# [Set exercise 1]
Find every line in the records below that contains the string "orange", and copy each of those lines.

# [Excerpted passage]
Do you think the only reason people aren't moving to Buffalo or KC en masse is because "they've heard it doesn't have good nightlife" or something?

Okay, I think I see the miscommunication. Nobody is saying that everyone moving to Buffalo is a solution to housing policy. Just saying that most of the growth in major urban areas is from people moving in from out of state. Those people don't consider other urban areas at all and they get a bad rap. They are all perfectly fine places to live.

People moving across country to go to Seattle and complaining that there is nowhere affordable can get a very similar lifestyle with a much lower cost by picking a different spot in the metro area, but very few of them consider it an option. Nobody is saying people who have lived in Seattle forever need to pack up and move to Buffalo or Spokane.

Nazzadan
Jun 22, 2016



I'm just glad people were talking about Fresno in a not overtly negative way. We have some cool things, like that we are a day trip at most from the actual cool things in Cali.

joe football
Dec 22, 2012
Everything I've ever read(admittedly, could still be wrong) is that Americans are less mobile then ever, largely because the average American is getting older but also because people don't just don't want to move because of various reasons mentioned in this thread. Whatever the merits of people moving to other places to solve social or economic problems, it doesn't seem like that's the future until/unless we all become climate refugees in truly dire circumstances. I feel like the spiraling cost of housing just reinforces the endemic precariousness of modern American life that makes you really not want to shake the boat too much if you're already getting by somewhere, even if maybe you could do better elsewhere.

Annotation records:
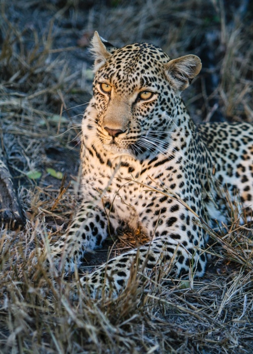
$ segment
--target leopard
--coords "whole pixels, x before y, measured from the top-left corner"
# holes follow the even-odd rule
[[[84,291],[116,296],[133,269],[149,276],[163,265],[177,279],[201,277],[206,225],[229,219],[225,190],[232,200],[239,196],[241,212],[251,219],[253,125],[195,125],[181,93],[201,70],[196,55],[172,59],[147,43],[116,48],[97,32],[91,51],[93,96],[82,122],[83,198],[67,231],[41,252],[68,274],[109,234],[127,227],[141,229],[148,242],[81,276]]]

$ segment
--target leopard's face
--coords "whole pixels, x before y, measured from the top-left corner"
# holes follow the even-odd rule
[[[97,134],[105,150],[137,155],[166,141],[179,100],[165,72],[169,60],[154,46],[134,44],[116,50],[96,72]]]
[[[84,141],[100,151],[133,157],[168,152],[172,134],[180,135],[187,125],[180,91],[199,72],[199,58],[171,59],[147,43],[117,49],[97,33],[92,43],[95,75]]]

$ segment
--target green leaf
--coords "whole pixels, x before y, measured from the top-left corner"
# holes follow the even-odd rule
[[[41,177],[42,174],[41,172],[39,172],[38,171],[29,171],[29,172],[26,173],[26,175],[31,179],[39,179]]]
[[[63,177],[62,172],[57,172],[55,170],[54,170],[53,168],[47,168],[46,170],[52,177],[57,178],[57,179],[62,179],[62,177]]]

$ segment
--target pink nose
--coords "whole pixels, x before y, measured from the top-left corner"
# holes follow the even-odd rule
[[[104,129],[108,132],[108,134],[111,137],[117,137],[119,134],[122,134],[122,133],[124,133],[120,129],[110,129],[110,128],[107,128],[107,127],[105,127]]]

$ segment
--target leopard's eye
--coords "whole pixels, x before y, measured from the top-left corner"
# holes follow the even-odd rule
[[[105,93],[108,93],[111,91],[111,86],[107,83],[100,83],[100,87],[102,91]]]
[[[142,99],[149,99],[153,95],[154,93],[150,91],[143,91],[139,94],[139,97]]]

--

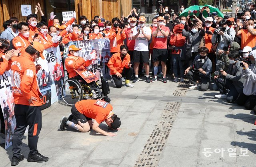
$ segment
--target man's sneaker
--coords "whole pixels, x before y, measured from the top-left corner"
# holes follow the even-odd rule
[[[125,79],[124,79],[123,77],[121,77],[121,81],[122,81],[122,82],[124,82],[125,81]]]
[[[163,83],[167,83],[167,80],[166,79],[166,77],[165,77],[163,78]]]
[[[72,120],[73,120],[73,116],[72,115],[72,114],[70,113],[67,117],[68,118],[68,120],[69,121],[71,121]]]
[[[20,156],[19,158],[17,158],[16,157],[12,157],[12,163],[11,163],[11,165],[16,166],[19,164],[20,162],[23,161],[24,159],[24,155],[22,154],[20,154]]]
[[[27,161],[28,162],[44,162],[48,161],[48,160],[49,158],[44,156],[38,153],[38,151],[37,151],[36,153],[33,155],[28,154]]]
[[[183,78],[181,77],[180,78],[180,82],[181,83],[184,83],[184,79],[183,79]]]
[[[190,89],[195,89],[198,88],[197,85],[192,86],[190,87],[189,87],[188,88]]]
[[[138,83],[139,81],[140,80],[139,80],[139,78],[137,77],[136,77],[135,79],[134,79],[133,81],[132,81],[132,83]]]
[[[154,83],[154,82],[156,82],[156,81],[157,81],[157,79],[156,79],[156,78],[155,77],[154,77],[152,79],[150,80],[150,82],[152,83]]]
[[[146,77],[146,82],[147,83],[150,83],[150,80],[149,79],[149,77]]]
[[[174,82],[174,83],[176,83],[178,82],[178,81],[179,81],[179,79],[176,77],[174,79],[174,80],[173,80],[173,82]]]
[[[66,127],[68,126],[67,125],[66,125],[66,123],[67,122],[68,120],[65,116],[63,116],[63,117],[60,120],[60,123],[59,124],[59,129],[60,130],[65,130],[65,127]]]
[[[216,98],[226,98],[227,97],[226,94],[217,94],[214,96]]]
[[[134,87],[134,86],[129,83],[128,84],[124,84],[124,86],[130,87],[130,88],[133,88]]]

--

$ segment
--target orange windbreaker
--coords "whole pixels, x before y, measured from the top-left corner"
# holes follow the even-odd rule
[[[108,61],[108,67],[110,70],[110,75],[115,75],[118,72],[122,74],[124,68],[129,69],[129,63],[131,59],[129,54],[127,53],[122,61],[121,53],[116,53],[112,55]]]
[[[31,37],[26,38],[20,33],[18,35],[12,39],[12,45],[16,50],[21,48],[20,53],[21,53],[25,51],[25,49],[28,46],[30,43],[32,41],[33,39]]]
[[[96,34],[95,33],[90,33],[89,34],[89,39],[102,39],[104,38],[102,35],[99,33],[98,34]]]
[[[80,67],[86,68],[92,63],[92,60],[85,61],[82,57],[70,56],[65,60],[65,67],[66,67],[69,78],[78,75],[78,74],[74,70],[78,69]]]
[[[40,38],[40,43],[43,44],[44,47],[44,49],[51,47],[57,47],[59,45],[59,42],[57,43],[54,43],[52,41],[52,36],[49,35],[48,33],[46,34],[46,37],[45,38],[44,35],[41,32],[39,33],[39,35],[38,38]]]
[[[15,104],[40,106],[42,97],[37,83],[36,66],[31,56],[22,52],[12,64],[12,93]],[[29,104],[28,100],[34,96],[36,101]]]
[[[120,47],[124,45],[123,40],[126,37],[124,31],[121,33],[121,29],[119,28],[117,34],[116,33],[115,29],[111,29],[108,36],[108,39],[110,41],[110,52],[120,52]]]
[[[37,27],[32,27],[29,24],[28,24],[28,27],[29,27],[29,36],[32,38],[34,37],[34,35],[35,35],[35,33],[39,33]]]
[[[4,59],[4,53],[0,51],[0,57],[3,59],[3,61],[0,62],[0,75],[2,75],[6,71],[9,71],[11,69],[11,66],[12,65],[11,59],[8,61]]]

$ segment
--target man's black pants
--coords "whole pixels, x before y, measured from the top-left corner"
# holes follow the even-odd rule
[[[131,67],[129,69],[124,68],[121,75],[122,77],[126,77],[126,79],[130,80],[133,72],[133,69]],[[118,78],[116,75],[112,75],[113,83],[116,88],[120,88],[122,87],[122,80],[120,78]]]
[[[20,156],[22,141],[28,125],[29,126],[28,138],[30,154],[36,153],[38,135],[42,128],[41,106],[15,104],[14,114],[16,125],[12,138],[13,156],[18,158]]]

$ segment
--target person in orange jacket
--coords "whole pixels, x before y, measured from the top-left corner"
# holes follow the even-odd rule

# [Set exercise 2]
Continue the forum discussion about moving to cheaper cities, picking up after its final sentence.

# [Exercise result 1]
--target orange windbreaker
--target person in orange jacket

# [Exercise result 2]
Epic High Five
Jun 5, 2004



It also doesn't help that moving loving SUCKS, and is reliably twice as expensive as whatever a best guess as to the most it could possibly cost would be.

Jarmak posted:

The places being discussed now as good options also weren't good options 10 years ago, they became good options because the good options 10 years ago became popular and too expensive so people started moving to them instead. Presumably if the same thing happens there will be a new list of up and coming cities 10 years from now, that's how urbanization happens.

That doesn't help people who can't relocate though so it's not like we don't have a problem, but there is a certain amount of intractability to the issue of the most popular places to live are going to be really expensive because there's more people than land. Good policy can move the margins but the fundamental problem is people with lots of money wanting to live in a place means people without money get priced out.

There's a lot of reasons things keep getting more expensive, I'd argue the biggest one is probably that our entire economy is essentially built on these numbers going up forever. After all, your rent doesn't go up because any improvements were made that year, it goes up because going up every year is what rent does. Even if it is purely explained by a rational market hypothesis, it's still a looming existential crisis whose endpoint is a middle class revolution to usher in whatever mind bogglingly stupid variant of fascism the US will materialize that's only second to meat becoming too expensive to have at every meal in terms of how likely it is to be the reason.

Jaxyon posted:

Yes. That's why it deservers maybe an afterthought mention.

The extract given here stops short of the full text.